__THE PROBLEM__. List every phrase in quotation marks that the text on the 1001 Muslim Inventions exhibit gives right after the words "Notice all of the tricks of language."

J. Christian Adams’ article “Fact or Fiction?: 1001 Muslim Inventions Comes to Washington D.C.” sheds light on an important but little-noted weapon of the Islamic propaganda machine in the U.S.: the whitewashing of the ghastly Islamic present by creating a fictional glorious Islamic past.
1001 Muslim Inventions, a traveling museum exhibit, has appeared all over the West to huge acclaim (Adams points out that Prince Charles and other luminaries have praised it; 500,000 visitors attended it in Los Angeles alone). It has indoctrinated hundreds of thousands of children into a rosy and romanticized view of Islam that makes them less appreciative of their own culture’s achievements and more complacent about Islamization in the West.
Sharia enforcement extends far beyond the obvious attempts to silence critics of jihad and sharia. The scrubbing of the 270 million victims of jihadi wars, land appropriations, cultural annihilations, and enslavements from academic texts has been going on for well over a decade. The demonization and smearing of politicians who dare speak against the most extreme and radical ideology on the face of the earth is virtually automatic at this point, as is the self-enforcing sharia compliance of the mainstream media.
And now we see historical revisionism take on a new life, as history is scrubbed and manufactured Muslim myths are presented as fact. Adams shows how effective it is, recounting in his piece that the exhibit presents a Muslim inventor, Abbas Ibn Firnas, as one who “dared to dream man could fly 1000 years before the Wright Brothers.” Firnas didn’t actually succeed in flying, of course, or come close to inventing the airplane. Adams writes:
Notice all of the tricks of language. He was the first “who tried to fly,” and “passed into legend,” “more or less unharmed,” the “flying machine,” (implying moving parts), and “apparently gliding for some distance.”
She was convinced that the Wright Brothers were not the first to fly, and instead it was Firnas launched from the mosque at Cordoba a millennium ago. This would not be the only instance when thought corrupted the language of the exhibit, which in turn corrupted thought, at least among the more impressionable.
The exhibit is almost unfailingly dishonest. As Adams explains, even if everything it says about Muslim inventions were true, it does not and cannot explain why Muslims never followed up on these inventions. If Firnas was really the first to fly, why did it fall to the Wright Brothers 1000 years later to follow up on what he supposedly discovered about how to do it? Why weren’t Muslims flying around in airplanes centuries before the Wright Brothers were born?
If, as Adams also recounts, Muslims really invented the camera as the exhibit claims, why don’t we have snapshots of Saladin and Suleiman the Magnificent? Why did we have to wait for Daguerre and Niepce?

__DATASET EXCERPT__.

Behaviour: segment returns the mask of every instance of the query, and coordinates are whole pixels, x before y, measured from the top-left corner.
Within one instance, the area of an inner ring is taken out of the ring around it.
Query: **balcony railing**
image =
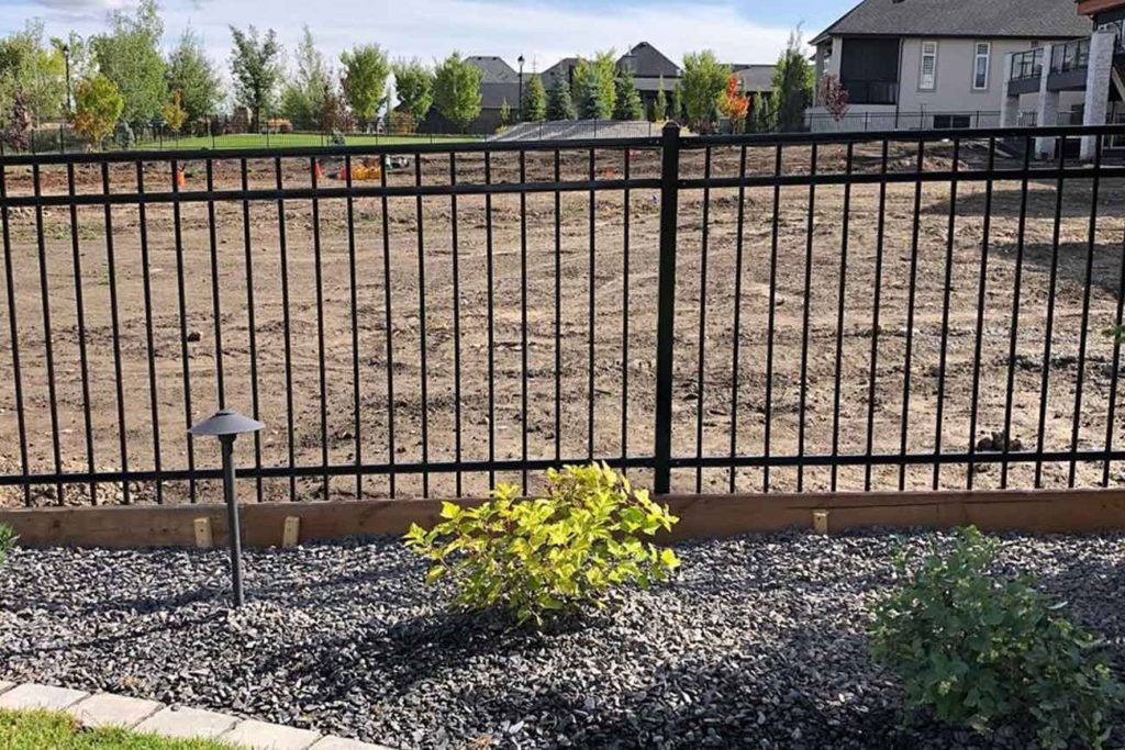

__RESPONSE AREA__.
- "who tried to fly"
- "passed into legend"
- "more or less unharmed"
- "flying machine"
- "apparently gliding for some distance"